**MATERIAL FOR THIS TASK:**
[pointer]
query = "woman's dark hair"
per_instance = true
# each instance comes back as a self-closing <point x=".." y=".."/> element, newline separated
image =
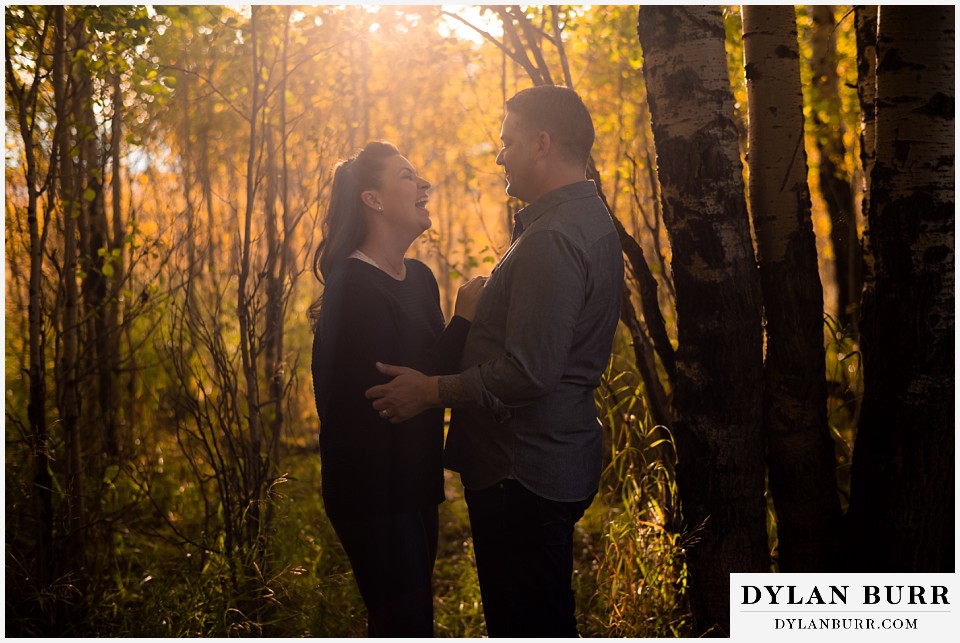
<point x="344" y="226"/>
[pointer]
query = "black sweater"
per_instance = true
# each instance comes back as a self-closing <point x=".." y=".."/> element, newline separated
<point x="369" y="465"/>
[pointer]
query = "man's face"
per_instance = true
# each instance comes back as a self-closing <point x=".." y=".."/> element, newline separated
<point x="517" y="156"/>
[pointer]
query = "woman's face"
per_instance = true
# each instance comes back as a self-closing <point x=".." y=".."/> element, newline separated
<point x="403" y="196"/>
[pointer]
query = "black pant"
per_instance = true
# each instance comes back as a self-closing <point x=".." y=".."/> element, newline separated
<point x="524" y="549"/>
<point x="392" y="558"/>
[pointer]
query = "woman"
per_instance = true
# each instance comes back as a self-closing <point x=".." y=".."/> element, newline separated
<point x="382" y="483"/>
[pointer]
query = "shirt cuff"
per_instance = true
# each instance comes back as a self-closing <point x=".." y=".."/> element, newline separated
<point x="472" y="380"/>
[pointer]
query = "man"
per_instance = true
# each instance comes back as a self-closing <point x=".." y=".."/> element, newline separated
<point x="524" y="433"/>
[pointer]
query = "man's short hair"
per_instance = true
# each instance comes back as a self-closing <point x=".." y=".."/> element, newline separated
<point x="559" y="112"/>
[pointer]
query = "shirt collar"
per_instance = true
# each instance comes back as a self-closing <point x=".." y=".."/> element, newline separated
<point x="578" y="190"/>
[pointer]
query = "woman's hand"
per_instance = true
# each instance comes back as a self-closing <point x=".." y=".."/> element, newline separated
<point x="467" y="297"/>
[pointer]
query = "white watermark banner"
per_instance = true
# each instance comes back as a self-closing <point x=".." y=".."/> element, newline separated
<point x="844" y="607"/>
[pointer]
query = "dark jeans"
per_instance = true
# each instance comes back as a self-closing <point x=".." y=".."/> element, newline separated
<point x="392" y="558"/>
<point x="524" y="549"/>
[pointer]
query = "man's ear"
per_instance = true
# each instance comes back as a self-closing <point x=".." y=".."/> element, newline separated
<point x="544" y="144"/>
<point x="371" y="199"/>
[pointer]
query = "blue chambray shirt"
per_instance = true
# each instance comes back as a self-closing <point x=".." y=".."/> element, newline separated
<point x="540" y="340"/>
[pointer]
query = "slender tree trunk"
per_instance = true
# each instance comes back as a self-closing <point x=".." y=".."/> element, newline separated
<point x="24" y="101"/>
<point x="800" y="451"/>
<point x="718" y="393"/>
<point x="252" y="465"/>
<point x="902" y="481"/>
<point x="118" y="263"/>
<point x="866" y="26"/>
<point x="71" y="211"/>
<point x="835" y="179"/>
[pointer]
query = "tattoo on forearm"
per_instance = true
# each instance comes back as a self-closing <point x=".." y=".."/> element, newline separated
<point x="452" y="392"/>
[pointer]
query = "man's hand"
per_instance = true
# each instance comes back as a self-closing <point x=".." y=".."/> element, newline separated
<point x="408" y="394"/>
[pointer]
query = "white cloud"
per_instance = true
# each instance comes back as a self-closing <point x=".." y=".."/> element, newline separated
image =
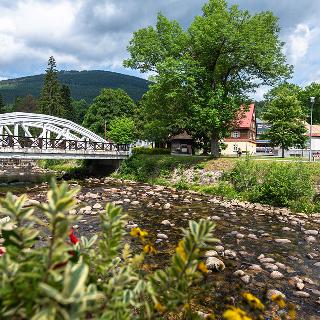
<point x="299" y="42"/>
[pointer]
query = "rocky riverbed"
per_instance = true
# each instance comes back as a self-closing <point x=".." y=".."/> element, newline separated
<point x="262" y="248"/>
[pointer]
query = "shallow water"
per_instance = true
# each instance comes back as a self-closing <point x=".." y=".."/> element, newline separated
<point x="223" y="285"/>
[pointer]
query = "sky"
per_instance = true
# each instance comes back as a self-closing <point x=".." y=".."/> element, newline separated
<point x="94" y="34"/>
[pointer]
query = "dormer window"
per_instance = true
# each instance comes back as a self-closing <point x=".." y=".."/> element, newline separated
<point x="235" y="134"/>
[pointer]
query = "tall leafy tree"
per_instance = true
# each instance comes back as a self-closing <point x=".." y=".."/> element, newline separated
<point x="26" y="104"/>
<point x="287" y="119"/>
<point x="79" y="108"/>
<point x="122" y="130"/>
<point x="2" y="105"/>
<point x="110" y="104"/>
<point x="313" y="90"/>
<point x="67" y="103"/>
<point x="203" y="74"/>
<point x="50" y="101"/>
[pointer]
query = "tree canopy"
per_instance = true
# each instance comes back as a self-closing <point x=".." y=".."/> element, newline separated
<point x="203" y="74"/>
<point x="110" y="104"/>
<point x="26" y="104"/>
<point x="50" y="101"/>
<point x="2" y="105"/>
<point x="122" y="130"/>
<point x="287" y="119"/>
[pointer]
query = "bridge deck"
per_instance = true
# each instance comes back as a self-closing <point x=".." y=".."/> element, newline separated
<point x="16" y="147"/>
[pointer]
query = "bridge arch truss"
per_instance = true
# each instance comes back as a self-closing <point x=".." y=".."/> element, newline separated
<point x="30" y="135"/>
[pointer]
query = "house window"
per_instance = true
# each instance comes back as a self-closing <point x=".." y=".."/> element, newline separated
<point x="235" y="134"/>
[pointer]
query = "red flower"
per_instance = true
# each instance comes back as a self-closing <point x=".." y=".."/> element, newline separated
<point x="2" y="251"/>
<point x="72" y="237"/>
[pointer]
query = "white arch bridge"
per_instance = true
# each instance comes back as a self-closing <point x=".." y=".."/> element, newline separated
<point x="39" y="136"/>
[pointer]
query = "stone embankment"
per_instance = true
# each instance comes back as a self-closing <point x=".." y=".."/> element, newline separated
<point x="262" y="249"/>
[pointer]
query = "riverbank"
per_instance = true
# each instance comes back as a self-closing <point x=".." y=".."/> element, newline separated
<point x="283" y="184"/>
<point x="262" y="248"/>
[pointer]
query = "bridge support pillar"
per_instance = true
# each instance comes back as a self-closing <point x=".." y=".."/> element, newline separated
<point x="102" y="167"/>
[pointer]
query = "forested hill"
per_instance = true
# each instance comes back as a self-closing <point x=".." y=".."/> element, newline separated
<point x="83" y="84"/>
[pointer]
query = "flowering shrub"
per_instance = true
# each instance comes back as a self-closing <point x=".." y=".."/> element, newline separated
<point x="64" y="277"/>
<point x="47" y="273"/>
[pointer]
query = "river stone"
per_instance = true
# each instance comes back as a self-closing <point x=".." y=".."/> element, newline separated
<point x="245" y="279"/>
<point x="301" y="294"/>
<point x="266" y="260"/>
<point x="166" y="206"/>
<point x="230" y="253"/>
<point x="270" y="266"/>
<point x="276" y="275"/>
<point x="311" y="239"/>
<point x="162" y="236"/>
<point x="282" y="241"/>
<point x="239" y="273"/>
<point x="272" y="292"/>
<point x="31" y="202"/>
<point x="300" y="285"/>
<point x="97" y="206"/>
<point x="255" y="267"/>
<point x="280" y="265"/>
<point x="211" y="253"/>
<point x="219" y="248"/>
<point x="214" y="263"/>
<point x="73" y="212"/>
<point x="311" y="232"/>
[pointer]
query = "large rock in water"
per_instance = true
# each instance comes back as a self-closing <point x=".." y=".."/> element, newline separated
<point x="214" y="263"/>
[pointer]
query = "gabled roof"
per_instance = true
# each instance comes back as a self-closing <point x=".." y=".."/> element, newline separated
<point x="315" y="130"/>
<point x="245" y="118"/>
<point x="182" y="136"/>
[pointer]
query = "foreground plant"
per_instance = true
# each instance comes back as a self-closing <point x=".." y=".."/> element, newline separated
<point x="47" y="273"/>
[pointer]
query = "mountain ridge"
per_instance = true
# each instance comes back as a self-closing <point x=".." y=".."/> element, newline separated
<point x="85" y="84"/>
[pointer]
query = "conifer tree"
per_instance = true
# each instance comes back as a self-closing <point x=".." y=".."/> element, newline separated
<point x="2" y="105"/>
<point x="67" y="103"/>
<point x="50" y="101"/>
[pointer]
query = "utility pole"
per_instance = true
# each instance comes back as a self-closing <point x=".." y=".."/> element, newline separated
<point x="105" y="130"/>
<point x="312" y="99"/>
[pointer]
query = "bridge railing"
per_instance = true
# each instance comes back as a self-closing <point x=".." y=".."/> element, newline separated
<point x="22" y="142"/>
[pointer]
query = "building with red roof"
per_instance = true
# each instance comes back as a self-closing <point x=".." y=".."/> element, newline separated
<point x="243" y="136"/>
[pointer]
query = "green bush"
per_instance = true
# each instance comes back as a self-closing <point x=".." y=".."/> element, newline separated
<point x="67" y="278"/>
<point x="150" y="151"/>
<point x="223" y="189"/>
<point x="148" y="168"/>
<point x="286" y="182"/>
<point x="275" y="183"/>
<point x="244" y="175"/>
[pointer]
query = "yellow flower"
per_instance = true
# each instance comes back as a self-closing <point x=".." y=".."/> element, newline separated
<point x="253" y="301"/>
<point x="159" y="307"/>
<point x="291" y="311"/>
<point x="137" y="232"/>
<point x="143" y="234"/>
<point x="278" y="299"/>
<point x="180" y="250"/>
<point x="235" y="314"/>
<point x="149" y="249"/>
<point x="202" y="267"/>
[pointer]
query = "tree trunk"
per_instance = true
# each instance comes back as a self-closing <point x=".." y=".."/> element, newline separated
<point x="215" y="152"/>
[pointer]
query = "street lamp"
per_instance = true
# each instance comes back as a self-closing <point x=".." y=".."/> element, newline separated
<point x="312" y="99"/>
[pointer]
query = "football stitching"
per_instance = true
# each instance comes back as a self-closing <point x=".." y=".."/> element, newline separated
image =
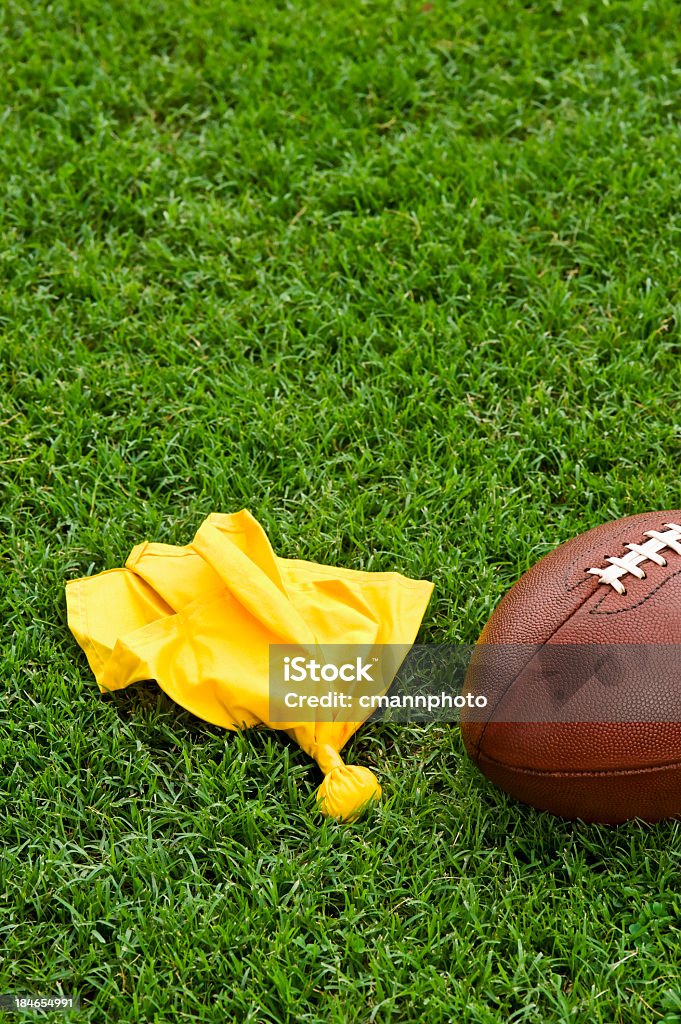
<point x="598" y="546"/>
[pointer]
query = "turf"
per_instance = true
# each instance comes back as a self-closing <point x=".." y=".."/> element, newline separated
<point x="402" y="279"/>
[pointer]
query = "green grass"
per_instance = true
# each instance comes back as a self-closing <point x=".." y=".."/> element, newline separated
<point x="402" y="280"/>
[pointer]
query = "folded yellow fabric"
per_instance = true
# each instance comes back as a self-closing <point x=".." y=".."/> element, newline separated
<point x="200" y="620"/>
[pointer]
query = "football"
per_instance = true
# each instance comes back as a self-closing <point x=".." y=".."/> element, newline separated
<point x="581" y="669"/>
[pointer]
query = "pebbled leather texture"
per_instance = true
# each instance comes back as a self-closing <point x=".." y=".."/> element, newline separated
<point x="586" y="766"/>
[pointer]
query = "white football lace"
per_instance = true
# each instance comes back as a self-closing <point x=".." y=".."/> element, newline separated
<point x="639" y="553"/>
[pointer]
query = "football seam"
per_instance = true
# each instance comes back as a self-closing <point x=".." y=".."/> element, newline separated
<point x="591" y="773"/>
<point x="520" y="671"/>
<point x="630" y="607"/>
<point x="596" y="547"/>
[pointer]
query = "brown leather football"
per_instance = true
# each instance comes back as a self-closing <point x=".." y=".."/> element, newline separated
<point x="582" y="675"/>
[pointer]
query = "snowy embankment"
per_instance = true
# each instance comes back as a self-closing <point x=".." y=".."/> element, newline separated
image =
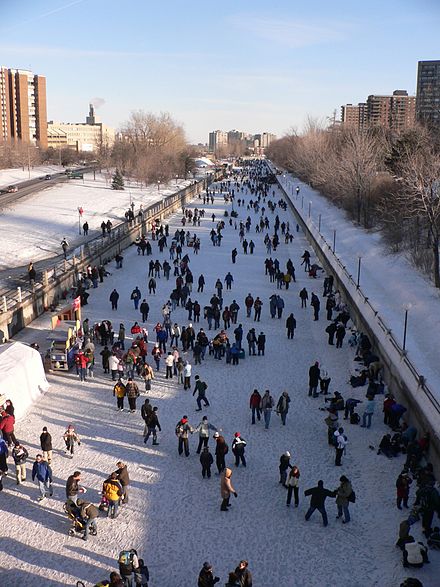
<point x="389" y="281"/>
<point x="39" y="223"/>
<point x="13" y="176"/>
<point x="174" y="517"/>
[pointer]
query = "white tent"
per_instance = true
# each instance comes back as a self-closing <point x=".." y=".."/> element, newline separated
<point x="22" y="376"/>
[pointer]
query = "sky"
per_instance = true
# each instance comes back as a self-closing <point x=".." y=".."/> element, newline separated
<point x="254" y="66"/>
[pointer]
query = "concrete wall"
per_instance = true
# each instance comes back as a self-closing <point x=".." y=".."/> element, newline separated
<point x="58" y="282"/>
<point x="400" y="375"/>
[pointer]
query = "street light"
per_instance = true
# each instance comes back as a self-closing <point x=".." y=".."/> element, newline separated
<point x="407" y="308"/>
<point x="29" y="159"/>
<point x="359" y="270"/>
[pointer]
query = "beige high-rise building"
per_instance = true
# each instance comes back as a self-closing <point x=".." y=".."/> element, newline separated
<point x="83" y="136"/>
<point x="217" y="140"/>
<point x="394" y="112"/>
<point x="23" y="109"/>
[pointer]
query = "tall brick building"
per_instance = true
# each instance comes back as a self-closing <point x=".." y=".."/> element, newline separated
<point x="23" y="109"/>
<point x="428" y="93"/>
<point x="394" y="112"/>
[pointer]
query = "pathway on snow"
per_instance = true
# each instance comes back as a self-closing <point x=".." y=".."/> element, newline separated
<point x="174" y="517"/>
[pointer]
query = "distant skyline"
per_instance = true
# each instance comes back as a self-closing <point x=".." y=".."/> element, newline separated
<point x="250" y="65"/>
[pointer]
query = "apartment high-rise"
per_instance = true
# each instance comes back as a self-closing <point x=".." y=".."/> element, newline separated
<point x="378" y="110"/>
<point x="402" y="110"/>
<point x="350" y="115"/>
<point x="428" y="93"/>
<point x="23" y="109"/>
<point x="394" y="112"/>
<point x="217" y="140"/>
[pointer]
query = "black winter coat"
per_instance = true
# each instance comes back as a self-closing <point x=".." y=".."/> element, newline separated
<point x="319" y="495"/>
<point x="46" y="441"/>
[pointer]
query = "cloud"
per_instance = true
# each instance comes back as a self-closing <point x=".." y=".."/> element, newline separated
<point x="42" y="16"/>
<point x="293" y="33"/>
<point x="74" y="53"/>
<point x="97" y="102"/>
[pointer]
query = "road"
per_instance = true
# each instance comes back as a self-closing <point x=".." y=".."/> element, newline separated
<point x="31" y="186"/>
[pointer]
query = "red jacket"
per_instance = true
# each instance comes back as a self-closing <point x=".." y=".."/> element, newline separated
<point x="7" y="424"/>
<point x="255" y="400"/>
<point x="81" y="360"/>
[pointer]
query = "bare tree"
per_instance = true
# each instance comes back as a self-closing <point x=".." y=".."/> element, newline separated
<point x="417" y="196"/>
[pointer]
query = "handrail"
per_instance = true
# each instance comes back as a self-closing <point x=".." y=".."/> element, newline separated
<point x="10" y="298"/>
<point x="419" y="379"/>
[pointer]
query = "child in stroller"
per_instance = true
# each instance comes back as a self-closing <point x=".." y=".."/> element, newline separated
<point x="78" y="524"/>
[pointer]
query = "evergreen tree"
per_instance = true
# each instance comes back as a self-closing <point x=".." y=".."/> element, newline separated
<point x="117" y="181"/>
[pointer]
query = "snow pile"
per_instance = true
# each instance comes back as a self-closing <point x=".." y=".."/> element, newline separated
<point x="173" y="517"/>
<point x="22" y="376"/>
<point x="40" y="222"/>
<point x="388" y="280"/>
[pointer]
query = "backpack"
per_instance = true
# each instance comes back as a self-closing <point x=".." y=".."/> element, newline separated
<point x="125" y="560"/>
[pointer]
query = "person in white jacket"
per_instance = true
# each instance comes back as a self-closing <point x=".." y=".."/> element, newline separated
<point x="175" y="335"/>
<point x="169" y="362"/>
<point x="187" y="376"/>
<point x="113" y="363"/>
<point x="340" y="444"/>
<point x="203" y="429"/>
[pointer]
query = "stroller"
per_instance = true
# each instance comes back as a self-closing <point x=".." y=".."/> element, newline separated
<point x="103" y="506"/>
<point x="73" y="513"/>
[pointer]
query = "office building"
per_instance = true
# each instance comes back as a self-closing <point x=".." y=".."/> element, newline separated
<point x="428" y="93"/>
<point x="218" y="139"/>
<point x="23" y="108"/>
<point x="83" y="136"/>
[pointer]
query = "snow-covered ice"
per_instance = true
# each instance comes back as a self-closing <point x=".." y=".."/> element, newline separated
<point x="42" y="220"/>
<point x="389" y="281"/>
<point x="16" y="175"/>
<point x="174" y="517"/>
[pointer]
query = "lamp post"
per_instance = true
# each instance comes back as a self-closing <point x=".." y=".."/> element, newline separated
<point x="407" y="308"/>
<point x="359" y="270"/>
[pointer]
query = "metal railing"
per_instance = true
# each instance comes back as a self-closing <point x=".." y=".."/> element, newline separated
<point x="12" y="298"/>
<point x="386" y="331"/>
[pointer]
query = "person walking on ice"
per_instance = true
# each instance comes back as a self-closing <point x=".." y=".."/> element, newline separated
<point x="317" y="501"/>
<point x="226" y="489"/>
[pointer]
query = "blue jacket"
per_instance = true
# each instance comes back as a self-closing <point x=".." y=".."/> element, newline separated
<point x="162" y="336"/>
<point x="41" y="471"/>
<point x="3" y="447"/>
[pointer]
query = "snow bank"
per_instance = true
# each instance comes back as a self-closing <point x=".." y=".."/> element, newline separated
<point x="23" y="378"/>
<point x="43" y="220"/>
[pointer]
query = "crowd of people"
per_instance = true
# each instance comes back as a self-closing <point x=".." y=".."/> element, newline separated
<point x="227" y="332"/>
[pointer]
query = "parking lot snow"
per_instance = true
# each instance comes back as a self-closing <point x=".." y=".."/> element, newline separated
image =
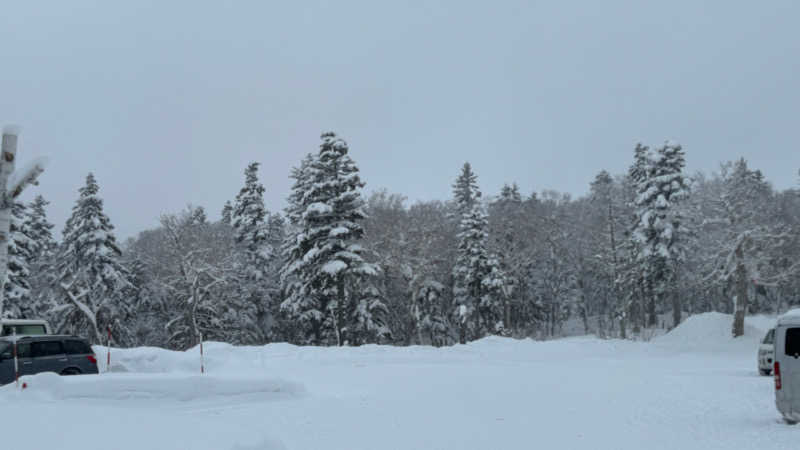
<point x="695" y="388"/>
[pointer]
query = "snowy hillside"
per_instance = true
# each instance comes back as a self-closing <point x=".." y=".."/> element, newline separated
<point x="694" y="388"/>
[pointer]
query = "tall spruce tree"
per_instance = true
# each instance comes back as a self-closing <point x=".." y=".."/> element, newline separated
<point x="331" y="294"/>
<point x="256" y="263"/>
<point x="43" y="277"/>
<point x="660" y="184"/>
<point x="477" y="294"/>
<point x="91" y="276"/>
<point x="21" y="251"/>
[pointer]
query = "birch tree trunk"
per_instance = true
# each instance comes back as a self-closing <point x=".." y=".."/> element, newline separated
<point x="741" y="299"/>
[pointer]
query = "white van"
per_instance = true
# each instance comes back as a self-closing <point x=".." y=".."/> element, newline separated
<point x="786" y="368"/>
<point x="24" y="327"/>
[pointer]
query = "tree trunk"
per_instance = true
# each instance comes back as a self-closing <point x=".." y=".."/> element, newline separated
<point x="740" y="302"/>
<point x="676" y="310"/>
<point x="9" y="152"/>
<point x="652" y="319"/>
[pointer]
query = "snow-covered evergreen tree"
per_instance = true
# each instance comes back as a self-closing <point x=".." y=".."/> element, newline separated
<point x="256" y="264"/>
<point x="478" y="292"/>
<point x="198" y="271"/>
<point x="330" y="294"/>
<point x="751" y="238"/>
<point x="43" y="276"/>
<point x="227" y="213"/>
<point x="21" y="252"/>
<point x="465" y="190"/>
<point x="90" y="274"/>
<point x="660" y="184"/>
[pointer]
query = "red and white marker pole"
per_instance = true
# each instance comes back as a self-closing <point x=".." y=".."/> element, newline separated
<point x="202" y="366"/>
<point x="108" y="350"/>
<point x="16" y="363"/>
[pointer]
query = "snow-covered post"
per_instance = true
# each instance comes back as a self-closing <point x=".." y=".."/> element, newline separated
<point x="202" y="366"/>
<point x="108" y="350"/>
<point x="9" y="190"/>
<point x="16" y="361"/>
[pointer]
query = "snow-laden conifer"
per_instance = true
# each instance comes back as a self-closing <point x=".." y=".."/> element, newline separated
<point x="330" y="292"/>
<point x="90" y="275"/>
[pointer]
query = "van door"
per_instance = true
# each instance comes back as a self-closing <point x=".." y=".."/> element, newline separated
<point x="24" y="360"/>
<point x="790" y="368"/>
<point x="48" y="356"/>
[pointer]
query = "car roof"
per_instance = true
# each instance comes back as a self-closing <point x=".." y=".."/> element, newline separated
<point x="791" y="317"/>
<point x="23" y="321"/>
<point x="43" y="337"/>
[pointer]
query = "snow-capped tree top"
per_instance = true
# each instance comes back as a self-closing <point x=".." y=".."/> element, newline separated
<point x="249" y="213"/>
<point x="465" y="189"/>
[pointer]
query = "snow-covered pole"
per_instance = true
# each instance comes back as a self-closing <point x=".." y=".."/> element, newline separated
<point x="16" y="362"/>
<point x="8" y="153"/>
<point x="9" y="190"/>
<point x="108" y="349"/>
<point x="202" y="365"/>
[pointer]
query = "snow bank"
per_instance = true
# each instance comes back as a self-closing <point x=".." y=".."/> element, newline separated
<point x="711" y="332"/>
<point x="50" y="386"/>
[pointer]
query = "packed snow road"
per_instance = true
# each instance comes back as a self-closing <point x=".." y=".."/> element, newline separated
<point x="694" y="388"/>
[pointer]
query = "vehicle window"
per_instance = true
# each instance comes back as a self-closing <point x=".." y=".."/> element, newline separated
<point x="46" y="348"/>
<point x="28" y="330"/>
<point x="31" y="329"/>
<point x="24" y="350"/>
<point x="74" y="347"/>
<point x="792" y="341"/>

**GIVEN INSTRUCTION:** Show every line of the entries above that contains the string "pole", matching case exactly.

**RESPONSE TO THE TASK:**
query = "utility pole"
query = "red and white marker pole"
query = "snow-covered pole"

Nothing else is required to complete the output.